• [RECORDS SUPPLIED]
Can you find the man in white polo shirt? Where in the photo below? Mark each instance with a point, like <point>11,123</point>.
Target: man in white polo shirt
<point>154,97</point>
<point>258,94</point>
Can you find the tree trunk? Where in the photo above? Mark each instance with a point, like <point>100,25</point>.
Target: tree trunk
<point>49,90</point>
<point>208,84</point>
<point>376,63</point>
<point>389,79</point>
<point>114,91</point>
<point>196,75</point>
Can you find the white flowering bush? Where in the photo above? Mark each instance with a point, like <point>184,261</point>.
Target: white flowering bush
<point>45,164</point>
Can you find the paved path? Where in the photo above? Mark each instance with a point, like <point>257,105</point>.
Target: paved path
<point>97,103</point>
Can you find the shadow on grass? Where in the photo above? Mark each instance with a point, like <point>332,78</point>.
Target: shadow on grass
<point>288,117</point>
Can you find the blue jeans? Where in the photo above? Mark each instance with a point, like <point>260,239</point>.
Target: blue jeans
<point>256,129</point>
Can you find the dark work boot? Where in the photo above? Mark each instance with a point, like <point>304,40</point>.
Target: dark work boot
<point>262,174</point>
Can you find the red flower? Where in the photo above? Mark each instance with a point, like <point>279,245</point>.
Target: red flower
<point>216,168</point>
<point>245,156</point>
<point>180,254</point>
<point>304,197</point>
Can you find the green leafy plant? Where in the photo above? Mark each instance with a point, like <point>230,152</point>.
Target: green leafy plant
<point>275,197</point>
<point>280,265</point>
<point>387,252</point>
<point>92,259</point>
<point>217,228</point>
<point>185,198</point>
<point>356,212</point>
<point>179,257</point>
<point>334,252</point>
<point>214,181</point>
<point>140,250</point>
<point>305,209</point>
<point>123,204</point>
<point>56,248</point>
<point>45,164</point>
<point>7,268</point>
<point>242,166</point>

• [WHAT IS REQUIRED] Copy out all of the entries above word for word, keeping every line unchanged and in its original order.

• [REPLY TO THE EXERCISE]
Can you find the man in white polo shirt? Where in the photo below? Mark each instance with a point, like <point>11,123</point>.
Target: man in white polo shirt
<point>154,97</point>
<point>258,94</point>
Can you find the tree trunk? Where in the photo above? Mark each instance with a point, like <point>100,25</point>.
Target: tree trunk
<point>49,90</point>
<point>208,84</point>
<point>376,63</point>
<point>389,79</point>
<point>114,91</point>
<point>196,75</point>
Can you find the white flowering bush? Where in the photo above? Mark each instance with a point, like <point>184,261</point>.
Target: white flowering bush
<point>45,164</point>
Can you find the paved path? Where in the photo above? Mark each instance with a point, like <point>257,105</point>.
Target: paved path
<point>97,103</point>
Can you find the shadow on grass? Where in the photo above? Mark each instance with a point, like <point>332,78</point>.
Target: shadow on grass
<point>288,117</point>
Can you find the blue jeans? Where in the photo above? Mark each instance with a point, like <point>260,239</point>.
Target: blue jeans
<point>256,129</point>
Can you find the dark work boot? Where in the photo above? Mark each instance with a point, like <point>304,40</point>.
Target: dark work boot
<point>262,174</point>
Can you find the red flower? Where in the photo above? Mark each instance with a point, like <point>279,245</point>.
Target: red flower
<point>216,168</point>
<point>245,156</point>
<point>180,254</point>
<point>304,197</point>
Can you find the green leafy plant? Where in the photo above? Mark each instance with a point, like <point>230,152</point>.
Target: green leafy plant
<point>275,197</point>
<point>280,265</point>
<point>387,252</point>
<point>92,259</point>
<point>217,228</point>
<point>185,198</point>
<point>356,212</point>
<point>179,257</point>
<point>334,252</point>
<point>214,181</point>
<point>140,250</point>
<point>305,209</point>
<point>123,204</point>
<point>56,248</point>
<point>45,164</point>
<point>7,268</point>
<point>242,166</point>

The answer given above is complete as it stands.